STATED TASK A
In the listing, copy out word for word every line from the one containing "Hi annotator! In this task, find the wood grain" through the end of the listing.

PAGE TEXT
= = = = =

BY JOHN GITHONGO
Source: www.the-star.co.ke/news/teachers-strike-and-trying-blame-constitution
The current government complains it doesn’t have Sh17 billion to implement the pay rise that the Supreme Court has legitimated much in the same way that the election that brought the current regime into power was legitimised.
The teachers – in the 18th year of the fight to have promises made to them kept – are portrayed as fiscally unfeeling and unsympathetic to a Jubilee regime struggling to balance the books during increasingly difficult times.
It’s true that times are difficult and part of the reason for this is global economic developments that will undoubtedly continue to impact government budgeting adversely. But then it is also the case that Kenya has never had as profligate a regime as the current one.
It thus that when the government should roar about the need for ‘fiscal prudence’, it comes out like the squeak of a mouse whose mouth is full of cheese imported from China using dollars bought by floating a $2 billion bond in Ireland, which could have funded the salary increase to the teachers for 12 years.
Teachers are a special breed in Kenya. We love education. People sell land and cows to educate their children. But we don’t treat our teachers as if they matter that much. Thus the deep angst that striking teachers cause among Kenyans.

= = = = =

INFORMATION SHOWN
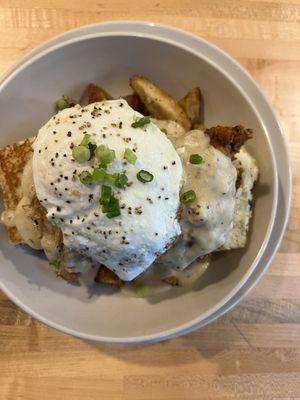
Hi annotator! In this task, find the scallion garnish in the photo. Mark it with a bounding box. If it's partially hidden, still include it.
[124,149,137,165]
[88,142,97,159]
[92,168,107,182]
[72,146,91,163]
[79,171,93,186]
[190,154,203,164]
[131,117,150,128]
[99,185,112,205]
[180,190,196,204]
[136,169,154,183]
[95,144,116,167]
[55,96,70,111]
[114,174,128,189]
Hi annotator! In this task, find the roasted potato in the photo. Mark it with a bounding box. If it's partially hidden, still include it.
[178,87,201,124]
[87,83,112,104]
[192,122,206,131]
[95,265,123,287]
[130,75,191,130]
[122,93,149,115]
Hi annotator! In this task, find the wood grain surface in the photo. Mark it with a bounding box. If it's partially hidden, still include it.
[0,0,300,400]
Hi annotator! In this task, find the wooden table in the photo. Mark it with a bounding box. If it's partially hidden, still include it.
[0,0,300,400]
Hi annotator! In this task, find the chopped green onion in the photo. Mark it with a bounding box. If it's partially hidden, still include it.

= = = = =

STATED TASK B
Carry the piece about the Kenyan teachers' strike further, beginning right after its last sentence.

WRITTEN REPLY A
Hi annotator! In this task, find the wood grain surface in the photo. Mark it with a bounding box. If it's partially hidden, still include it.
[0,0,300,400]
Hi annotator! In this task, find the wooden table in the photo. Mark it with a bounding box. If it's partially hidden, still include it.
[0,0,300,400]
Hi annotator! In this task, find the chopped green onion in the photo. Mark it with a bounding box. If it's partially hidden, still include it.

WRITTEN REPLY B
Supporters and sympathisers of the regime have started to strike a tone I find most fascinating. It hasn’t been tried before in Kenya as far as I know. It goes something like this: all these strikes for higher pay; all the demands by groups to have a say; all these demonstrations of needs are fuelled by the fact that we passed too liberal a constitution. Kenya simply wasn’t ready for so much freedom and now people, like children, are out of control. They want too much, don’t appreciate where it’s going to come from and shout too loudly and disrespectfully.
The cacophony is disconcerting and makes the country look bad. Older Jubilee supporters present this argument with a nuance that comes across as an apology for the President’s challenges, failings and foibles. As it were, ‘too much democracy’ as the apology for Kenyatta’s travails. All because there is the feeling and appearance of haplessness on the part of the current regime as it seems to move from crisis to crisis often caused by transitioning seamlessly from one blunder to the next.
Part of the problem here is institutional. We have among the most liberal constitutions in Africa being implemented by an elite whose history, traditions and ingrained modus operandi is inimical to the essential spirit of this new contract with the Kenyan people.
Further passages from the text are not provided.